EXERCISE AIM: Reproduce each of the following items line for line, without changing a single character.

== Segment start ==

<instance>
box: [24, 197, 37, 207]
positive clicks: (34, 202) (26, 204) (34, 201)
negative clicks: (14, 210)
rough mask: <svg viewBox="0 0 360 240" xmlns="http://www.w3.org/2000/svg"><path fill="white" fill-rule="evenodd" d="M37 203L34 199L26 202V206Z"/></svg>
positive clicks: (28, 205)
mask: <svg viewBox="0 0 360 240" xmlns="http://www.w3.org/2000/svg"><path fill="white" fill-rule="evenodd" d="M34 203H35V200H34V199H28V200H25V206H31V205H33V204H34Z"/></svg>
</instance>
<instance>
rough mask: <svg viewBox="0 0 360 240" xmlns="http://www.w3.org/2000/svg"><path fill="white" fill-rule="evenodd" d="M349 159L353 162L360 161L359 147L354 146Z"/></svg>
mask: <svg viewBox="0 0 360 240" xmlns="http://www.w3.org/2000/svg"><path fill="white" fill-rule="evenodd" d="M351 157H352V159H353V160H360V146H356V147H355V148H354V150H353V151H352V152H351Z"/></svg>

== Segment end ==

ANSWER SPACE:
<instance>
box: [24, 197, 37, 207]
positive clicks: (34, 202) (26, 204) (34, 201)
negative clicks: (14, 210)
rough mask: <svg viewBox="0 0 360 240" xmlns="http://www.w3.org/2000/svg"><path fill="white" fill-rule="evenodd" d="M37 203L34 199L26 202V206Z"/></svg>
positive clicks: (28, 205)
mask: <svg viewBox="0 0 360 240" xmlns="http://www.w3.org/2000/svg"><path fill="white" fill-rule="evenodd" d="M34 203H35V200H34V199H28V200H25V206H31V205H33V204H34Z"/></svg>
</instance>
<instance>
rough mask: <svg viewBox="0 0 360 240" xmlns="http://www.w3.org/2000/svg"><path fill="white" fill-rule="evenodd" d="M349 159L353 162L360 161L359 147L354 146Z"/></svg>
mask: <svg viewBox="0 0 360 240" xmlns="http://www.w3.org/2000/svg"><path fill="white" fill-rule="evenodd" d="M351 157H352V159H353V160H360V146H356V147H355V148H354V150H353V151H352V152H351Z"/></svg>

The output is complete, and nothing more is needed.